**READING TEXT:**
= = = =
Thank you for the clarification, and we apologize for the misunderstanding.

We reanalyzed the data completely in order to address the discrepancies the editors have brought up. For the aDDM simulations in the previous version of the manuscript, we already used the empirical distribution of fixation durations as described in the original literature (Krajbich et al., 2010), but did not sample the first fixations separately. As we discuss below (point #2), we do so now. We also noted that in the human data, RT was not equal to the sum of all fixation durations since there were procedures to remove non-item fixations by the original authors. This likely added to some discrepancy between the aDDM simulations and human data, especially for the switch rate analysis where we divided the number of switches by the RT. For the following analyses, we have adjusted the behavioral data so that RT is now equal to the sum of all fixations.

First, we would like to address the reviewers’ point that the aDDM model should predict flat switch rates and fixation duration as a function of different quantities. As the reviewers correctly point out, the aDDM samples fixation durations from human data, separately for each absolute value difference between the two items. Therefore, the relationship between switch probability and other variables such as time, value difference, and value sum should be reasonably preserved between the model and human data. However, we find that the implementation of the aDDM results in some systematic discrepancies in the switching behavior. For instance, since the aDDM terminates the trial whenever a decision boundary is reached, long fixations are more likely to result in boundary crossings than short fixations, such that long fixations are more likely considered last fixations and thus excluded from analysis. This causes the model to feature lower mean middle fixation durations and a higher switch frequency when compared to human data.
= = = =
[A block of data]
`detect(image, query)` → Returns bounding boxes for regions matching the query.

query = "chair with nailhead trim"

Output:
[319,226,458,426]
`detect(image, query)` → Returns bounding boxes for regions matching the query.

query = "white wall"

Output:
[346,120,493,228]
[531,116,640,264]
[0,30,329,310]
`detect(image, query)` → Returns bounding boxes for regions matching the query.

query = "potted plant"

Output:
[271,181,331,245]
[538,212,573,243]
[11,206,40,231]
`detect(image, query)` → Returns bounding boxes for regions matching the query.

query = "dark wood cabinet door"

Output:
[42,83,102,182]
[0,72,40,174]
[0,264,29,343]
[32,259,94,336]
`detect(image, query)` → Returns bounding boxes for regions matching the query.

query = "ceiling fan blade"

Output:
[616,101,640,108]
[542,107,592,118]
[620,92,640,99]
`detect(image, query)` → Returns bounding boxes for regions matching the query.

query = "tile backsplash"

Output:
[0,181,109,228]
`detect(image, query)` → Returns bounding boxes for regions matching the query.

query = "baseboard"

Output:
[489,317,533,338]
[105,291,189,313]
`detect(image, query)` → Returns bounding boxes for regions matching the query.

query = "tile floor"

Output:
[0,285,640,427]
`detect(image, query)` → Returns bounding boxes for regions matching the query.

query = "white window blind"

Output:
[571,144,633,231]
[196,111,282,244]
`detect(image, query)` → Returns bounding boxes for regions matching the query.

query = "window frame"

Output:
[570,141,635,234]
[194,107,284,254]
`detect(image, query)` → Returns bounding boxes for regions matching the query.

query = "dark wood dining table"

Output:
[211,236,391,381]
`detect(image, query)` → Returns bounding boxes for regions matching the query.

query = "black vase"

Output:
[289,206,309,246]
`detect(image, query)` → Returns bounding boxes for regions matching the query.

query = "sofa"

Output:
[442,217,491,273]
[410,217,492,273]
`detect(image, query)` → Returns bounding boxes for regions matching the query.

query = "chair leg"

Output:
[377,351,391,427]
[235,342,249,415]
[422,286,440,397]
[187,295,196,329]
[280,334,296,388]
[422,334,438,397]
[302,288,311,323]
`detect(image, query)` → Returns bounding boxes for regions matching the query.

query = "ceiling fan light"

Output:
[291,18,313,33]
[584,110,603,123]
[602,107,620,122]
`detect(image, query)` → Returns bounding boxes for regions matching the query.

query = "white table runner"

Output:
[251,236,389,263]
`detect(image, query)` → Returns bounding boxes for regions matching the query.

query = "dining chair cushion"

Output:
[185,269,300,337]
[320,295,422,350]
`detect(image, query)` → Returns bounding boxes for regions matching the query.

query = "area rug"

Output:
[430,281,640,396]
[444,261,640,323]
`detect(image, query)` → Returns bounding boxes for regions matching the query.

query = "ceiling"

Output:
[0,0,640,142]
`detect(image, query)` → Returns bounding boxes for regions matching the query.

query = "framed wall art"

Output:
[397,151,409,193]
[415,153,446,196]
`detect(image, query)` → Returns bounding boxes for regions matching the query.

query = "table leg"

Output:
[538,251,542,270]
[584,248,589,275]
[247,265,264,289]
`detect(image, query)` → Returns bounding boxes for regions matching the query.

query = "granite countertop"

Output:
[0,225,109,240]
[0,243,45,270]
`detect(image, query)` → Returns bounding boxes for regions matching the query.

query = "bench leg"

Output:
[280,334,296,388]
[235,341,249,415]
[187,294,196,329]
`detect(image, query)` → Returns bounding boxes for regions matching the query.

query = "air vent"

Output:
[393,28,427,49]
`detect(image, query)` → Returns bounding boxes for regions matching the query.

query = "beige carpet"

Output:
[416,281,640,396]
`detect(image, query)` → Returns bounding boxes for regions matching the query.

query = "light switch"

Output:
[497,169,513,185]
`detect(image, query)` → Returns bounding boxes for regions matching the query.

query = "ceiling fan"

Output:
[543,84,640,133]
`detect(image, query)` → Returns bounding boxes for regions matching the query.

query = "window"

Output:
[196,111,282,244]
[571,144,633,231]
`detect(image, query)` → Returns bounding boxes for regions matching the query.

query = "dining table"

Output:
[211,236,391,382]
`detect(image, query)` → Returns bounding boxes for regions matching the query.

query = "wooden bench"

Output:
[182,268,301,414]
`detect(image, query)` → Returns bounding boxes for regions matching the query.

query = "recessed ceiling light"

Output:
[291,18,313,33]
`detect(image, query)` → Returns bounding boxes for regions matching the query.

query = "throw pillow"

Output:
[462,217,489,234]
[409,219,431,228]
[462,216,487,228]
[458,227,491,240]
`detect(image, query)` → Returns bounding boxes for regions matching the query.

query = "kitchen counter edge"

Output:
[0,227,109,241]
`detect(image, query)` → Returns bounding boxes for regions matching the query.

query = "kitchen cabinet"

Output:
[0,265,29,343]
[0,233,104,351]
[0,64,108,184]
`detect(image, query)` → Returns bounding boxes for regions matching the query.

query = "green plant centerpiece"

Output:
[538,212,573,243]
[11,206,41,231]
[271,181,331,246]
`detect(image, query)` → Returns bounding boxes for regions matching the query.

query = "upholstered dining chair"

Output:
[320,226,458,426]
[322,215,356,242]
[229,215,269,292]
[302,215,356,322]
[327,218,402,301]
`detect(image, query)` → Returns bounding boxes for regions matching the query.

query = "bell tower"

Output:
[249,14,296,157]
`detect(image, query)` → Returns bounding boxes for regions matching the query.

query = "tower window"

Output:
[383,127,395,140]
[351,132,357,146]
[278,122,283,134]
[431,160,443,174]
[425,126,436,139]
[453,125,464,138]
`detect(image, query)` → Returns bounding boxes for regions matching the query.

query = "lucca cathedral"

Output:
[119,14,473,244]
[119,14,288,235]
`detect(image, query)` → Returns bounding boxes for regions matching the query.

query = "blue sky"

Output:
= = = =
**EXERCISE GOAL:**
Carry on the reply about the aDDM simulations, picking up right after its last sentence.

**RESULT OF THE EXERCISE:**
In Author response image 9, we show how middle fixation duration and switch rate varies across trials based on the trial RT, absolute value difference, and value sum for humans and the aDDM simulations. For every trial, we computed the mean middle fixation duration and switch rate (total number of switches divided by RT), then grouped the trials based on RT (using 0.5s bins from 1-4s), absolute value difference (i.e., trial difficulty) and value sum. We then computed the mean fixation duration and switch rate across participants for each x-variable. We show these results mainly to demonstrate that, although the aDDM randomly samples non-first fixations from empirical middle fixation durations, trial variables such as RT and item values still influence the switching behavior when implemented in the aDDM framework.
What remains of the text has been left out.